• [Exercise aim] In the items below, rewrite the lines beginning with the line containing "lookup: teeth" and continuing through the line containing "[547,139,616,186]" as a JSON list of strings, one string per line, with blank lines omitted.

[Dataset items]

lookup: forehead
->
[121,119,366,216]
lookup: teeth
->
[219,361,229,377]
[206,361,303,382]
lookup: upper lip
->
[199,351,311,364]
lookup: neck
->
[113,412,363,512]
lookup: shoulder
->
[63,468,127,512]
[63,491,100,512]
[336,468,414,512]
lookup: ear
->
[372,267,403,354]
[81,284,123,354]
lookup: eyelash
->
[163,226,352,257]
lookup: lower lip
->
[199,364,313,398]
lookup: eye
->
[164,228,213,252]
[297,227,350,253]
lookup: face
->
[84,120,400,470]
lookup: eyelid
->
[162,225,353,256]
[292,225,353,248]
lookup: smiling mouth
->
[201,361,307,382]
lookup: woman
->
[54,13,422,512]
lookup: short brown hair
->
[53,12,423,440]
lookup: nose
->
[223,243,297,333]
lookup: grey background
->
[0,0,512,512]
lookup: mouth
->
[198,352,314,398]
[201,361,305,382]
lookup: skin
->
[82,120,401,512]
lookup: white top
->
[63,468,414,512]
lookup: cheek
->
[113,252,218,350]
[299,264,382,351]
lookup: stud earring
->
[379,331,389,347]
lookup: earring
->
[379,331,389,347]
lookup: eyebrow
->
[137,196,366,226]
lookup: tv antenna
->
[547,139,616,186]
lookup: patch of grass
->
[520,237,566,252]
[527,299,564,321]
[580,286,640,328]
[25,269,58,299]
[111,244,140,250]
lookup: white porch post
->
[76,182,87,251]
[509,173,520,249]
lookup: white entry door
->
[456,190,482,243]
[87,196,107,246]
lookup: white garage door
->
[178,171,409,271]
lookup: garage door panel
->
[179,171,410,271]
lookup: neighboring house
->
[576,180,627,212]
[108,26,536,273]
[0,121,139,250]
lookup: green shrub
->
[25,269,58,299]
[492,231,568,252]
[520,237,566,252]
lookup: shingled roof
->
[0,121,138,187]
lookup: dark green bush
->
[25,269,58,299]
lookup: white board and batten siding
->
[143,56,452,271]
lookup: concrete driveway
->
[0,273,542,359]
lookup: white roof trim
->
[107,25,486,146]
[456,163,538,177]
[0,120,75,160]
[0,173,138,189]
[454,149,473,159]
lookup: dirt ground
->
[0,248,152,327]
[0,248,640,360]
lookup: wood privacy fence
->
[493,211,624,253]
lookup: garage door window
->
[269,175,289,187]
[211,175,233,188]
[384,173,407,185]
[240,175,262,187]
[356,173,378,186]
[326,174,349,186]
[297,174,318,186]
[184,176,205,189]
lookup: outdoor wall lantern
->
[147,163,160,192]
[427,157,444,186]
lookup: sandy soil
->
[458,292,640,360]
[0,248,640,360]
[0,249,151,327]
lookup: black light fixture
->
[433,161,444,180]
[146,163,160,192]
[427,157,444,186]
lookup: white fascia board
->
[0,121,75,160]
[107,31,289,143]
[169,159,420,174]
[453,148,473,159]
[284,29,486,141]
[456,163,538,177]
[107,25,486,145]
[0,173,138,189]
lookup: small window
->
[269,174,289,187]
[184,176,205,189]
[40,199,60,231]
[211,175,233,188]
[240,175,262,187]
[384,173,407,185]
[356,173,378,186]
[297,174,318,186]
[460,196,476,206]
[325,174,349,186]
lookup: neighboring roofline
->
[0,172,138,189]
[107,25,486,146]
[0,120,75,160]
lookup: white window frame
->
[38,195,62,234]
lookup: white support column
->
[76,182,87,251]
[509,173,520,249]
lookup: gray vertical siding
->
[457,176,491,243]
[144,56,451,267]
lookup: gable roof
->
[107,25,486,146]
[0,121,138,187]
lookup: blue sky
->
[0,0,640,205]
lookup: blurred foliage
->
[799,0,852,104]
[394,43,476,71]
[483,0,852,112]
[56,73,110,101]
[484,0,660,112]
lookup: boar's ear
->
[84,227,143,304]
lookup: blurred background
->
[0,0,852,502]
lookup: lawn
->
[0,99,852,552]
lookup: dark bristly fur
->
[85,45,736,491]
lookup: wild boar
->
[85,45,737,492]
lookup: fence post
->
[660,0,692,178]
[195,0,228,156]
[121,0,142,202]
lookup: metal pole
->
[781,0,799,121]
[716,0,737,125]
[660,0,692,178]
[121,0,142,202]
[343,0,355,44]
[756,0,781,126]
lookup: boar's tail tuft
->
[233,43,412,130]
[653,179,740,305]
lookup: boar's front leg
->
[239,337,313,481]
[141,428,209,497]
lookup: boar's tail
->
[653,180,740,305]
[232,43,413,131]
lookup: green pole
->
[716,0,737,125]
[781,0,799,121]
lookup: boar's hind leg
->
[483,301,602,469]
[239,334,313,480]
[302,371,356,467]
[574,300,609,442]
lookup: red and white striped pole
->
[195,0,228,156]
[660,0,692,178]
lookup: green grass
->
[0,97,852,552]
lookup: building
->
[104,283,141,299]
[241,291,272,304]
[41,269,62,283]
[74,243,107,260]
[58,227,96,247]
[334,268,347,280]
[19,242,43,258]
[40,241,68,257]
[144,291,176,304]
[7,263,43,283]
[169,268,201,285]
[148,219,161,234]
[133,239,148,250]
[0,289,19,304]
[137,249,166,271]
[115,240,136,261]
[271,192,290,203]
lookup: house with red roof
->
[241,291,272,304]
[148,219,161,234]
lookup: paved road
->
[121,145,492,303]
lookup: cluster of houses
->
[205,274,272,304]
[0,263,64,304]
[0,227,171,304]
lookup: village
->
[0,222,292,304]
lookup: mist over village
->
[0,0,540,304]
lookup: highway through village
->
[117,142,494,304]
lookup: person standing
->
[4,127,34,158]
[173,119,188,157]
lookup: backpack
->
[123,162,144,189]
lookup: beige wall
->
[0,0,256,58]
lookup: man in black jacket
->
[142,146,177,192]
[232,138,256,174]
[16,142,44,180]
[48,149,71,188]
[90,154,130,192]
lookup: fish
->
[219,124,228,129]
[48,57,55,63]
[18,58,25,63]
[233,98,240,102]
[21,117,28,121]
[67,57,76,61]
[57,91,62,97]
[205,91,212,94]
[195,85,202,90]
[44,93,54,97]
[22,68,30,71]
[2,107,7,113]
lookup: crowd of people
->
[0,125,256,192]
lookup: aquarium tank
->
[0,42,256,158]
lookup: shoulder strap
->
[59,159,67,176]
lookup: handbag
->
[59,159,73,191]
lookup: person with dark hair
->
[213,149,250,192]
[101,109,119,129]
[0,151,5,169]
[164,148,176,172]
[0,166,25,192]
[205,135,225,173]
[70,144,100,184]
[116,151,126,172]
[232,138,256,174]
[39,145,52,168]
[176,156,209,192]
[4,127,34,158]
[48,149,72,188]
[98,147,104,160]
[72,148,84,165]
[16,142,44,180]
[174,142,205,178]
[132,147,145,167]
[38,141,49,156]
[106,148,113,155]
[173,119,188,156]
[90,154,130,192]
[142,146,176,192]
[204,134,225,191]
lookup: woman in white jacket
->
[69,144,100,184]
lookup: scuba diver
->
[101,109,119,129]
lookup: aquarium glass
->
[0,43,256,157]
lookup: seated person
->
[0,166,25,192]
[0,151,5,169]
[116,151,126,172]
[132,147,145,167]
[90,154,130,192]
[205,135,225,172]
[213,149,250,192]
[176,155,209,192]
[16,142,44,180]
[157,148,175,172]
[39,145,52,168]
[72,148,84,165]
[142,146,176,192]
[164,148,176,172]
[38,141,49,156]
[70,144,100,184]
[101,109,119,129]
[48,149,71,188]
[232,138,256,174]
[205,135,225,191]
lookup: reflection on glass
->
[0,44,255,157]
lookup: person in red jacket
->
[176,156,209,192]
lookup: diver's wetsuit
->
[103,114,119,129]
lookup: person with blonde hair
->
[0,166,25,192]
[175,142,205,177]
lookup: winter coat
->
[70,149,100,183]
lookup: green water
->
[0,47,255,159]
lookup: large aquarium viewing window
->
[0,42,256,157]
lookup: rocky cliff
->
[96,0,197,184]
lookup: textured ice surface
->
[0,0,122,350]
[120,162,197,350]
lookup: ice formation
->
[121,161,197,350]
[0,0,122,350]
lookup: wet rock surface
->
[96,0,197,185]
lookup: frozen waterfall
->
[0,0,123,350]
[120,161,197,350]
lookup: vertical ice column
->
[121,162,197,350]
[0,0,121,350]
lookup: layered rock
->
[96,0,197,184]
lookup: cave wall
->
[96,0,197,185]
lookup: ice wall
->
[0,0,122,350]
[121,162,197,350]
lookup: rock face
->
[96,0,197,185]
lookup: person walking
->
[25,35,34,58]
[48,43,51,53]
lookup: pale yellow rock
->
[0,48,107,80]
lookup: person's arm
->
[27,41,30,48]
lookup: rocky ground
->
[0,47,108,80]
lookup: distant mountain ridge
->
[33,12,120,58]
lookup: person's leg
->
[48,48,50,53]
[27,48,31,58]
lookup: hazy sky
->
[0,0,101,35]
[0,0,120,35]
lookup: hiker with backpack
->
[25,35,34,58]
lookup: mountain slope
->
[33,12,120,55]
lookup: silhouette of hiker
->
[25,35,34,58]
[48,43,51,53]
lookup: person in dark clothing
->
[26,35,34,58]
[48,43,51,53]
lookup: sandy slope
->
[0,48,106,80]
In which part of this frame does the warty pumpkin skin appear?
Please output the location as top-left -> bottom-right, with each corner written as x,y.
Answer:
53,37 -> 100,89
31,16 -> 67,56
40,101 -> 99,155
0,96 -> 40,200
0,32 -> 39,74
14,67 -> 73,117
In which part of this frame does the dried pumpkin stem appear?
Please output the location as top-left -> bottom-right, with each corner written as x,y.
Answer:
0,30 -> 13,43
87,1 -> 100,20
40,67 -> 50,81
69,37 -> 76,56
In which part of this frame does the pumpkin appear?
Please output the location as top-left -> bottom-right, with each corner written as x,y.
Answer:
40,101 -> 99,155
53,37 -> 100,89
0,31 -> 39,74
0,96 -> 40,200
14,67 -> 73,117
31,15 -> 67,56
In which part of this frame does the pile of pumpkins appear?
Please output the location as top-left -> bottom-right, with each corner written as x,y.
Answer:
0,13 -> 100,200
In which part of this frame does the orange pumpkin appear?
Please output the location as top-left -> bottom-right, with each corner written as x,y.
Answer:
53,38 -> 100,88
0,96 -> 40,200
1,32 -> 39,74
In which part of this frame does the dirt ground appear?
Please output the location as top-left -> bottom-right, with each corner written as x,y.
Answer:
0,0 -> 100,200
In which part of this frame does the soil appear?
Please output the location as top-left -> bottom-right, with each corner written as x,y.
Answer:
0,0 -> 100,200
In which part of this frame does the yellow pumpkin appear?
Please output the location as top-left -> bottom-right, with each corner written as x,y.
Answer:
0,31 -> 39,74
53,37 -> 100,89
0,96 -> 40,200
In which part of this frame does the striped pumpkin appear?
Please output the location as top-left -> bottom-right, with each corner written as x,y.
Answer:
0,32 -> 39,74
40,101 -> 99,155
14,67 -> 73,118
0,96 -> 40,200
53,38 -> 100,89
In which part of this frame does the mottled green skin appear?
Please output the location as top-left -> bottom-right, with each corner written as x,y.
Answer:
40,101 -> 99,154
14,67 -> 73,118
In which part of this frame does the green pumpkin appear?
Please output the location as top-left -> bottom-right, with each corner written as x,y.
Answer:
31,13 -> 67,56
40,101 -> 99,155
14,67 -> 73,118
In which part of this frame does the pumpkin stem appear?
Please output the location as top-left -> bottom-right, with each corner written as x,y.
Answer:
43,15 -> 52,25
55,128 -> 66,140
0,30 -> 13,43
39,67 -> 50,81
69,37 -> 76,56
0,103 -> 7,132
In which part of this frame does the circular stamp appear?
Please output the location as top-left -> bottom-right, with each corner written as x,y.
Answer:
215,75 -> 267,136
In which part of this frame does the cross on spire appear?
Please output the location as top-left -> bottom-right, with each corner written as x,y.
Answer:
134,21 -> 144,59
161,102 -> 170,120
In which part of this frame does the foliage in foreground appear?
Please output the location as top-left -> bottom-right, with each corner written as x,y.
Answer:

• [Written solution]
[
  "lookup: teeth",
  "->",
  "[219,361,229,377]",
  "[206,361,303,382]",
  "lookup: upper lip",
  "->",
  "[199,351,311,364]",
  "lookup: neck",
  "->",
  "[113,412,363,512]",
  "lookup: shoulder",
  "->",
  "[63,468,127,512]",
  "[63,491,100,512]",
  "[336,468,414,512]",
  "lookup: ear",
  "->",
  "[372,267,403,354]",
  "[81,284,123,354]",
  "lookup: eyelash",
  "->",
  "[163,226,352,257]",
  "lookup: lower lip",
  "->",
  "[199,364,313,398]",
  "lookup: eye",
  "->",
  "[164,228,213,252]",
  "[297,227,350,253]",
  "lookup: face",
  "->",
  "[84,120,400,470]",
  "lookup: eyelid",
  "->",
  "[162,225,353,256]",
  "[292,225,353,248]",
  "lookup: smiling mouth",
  "->",
  "[201,361,307,382]",
  "lookup: woman",
  "->",
  "[54,13,422,512]",
  "lookup: short brown hair",
  "->",
  "[53,12,423,440]",
  "lookup: nose",
  "->",
  "[223,243,297,333]",
  "lookup: grey background",
  "->",
  "[0,0,512,512]",
  "lookup: mouth",
  "->",
  "[198,352,314,398]",
  "[201,361,305,382]",
  "lookup: skin",
  "->",
  "[82,120,401,512]",
  "lookup: white top",
  "->",
  "[63,468,414,512]",
  "lookup: cheek",
  "->",
  "[113,252,218,350]",
  "[299,264,382,351]",
  "lookup: stud earring",
  "->",
  "[379,331,389,347]",
  "lookup: earring",
  "->",
  "[379,331,389,347]",
  "lookup: eyebrow",
  "->",
  "[137,196,366,226]",
  "lookup: tv antenna",
  "->",
  "[547,139,616,186]"
]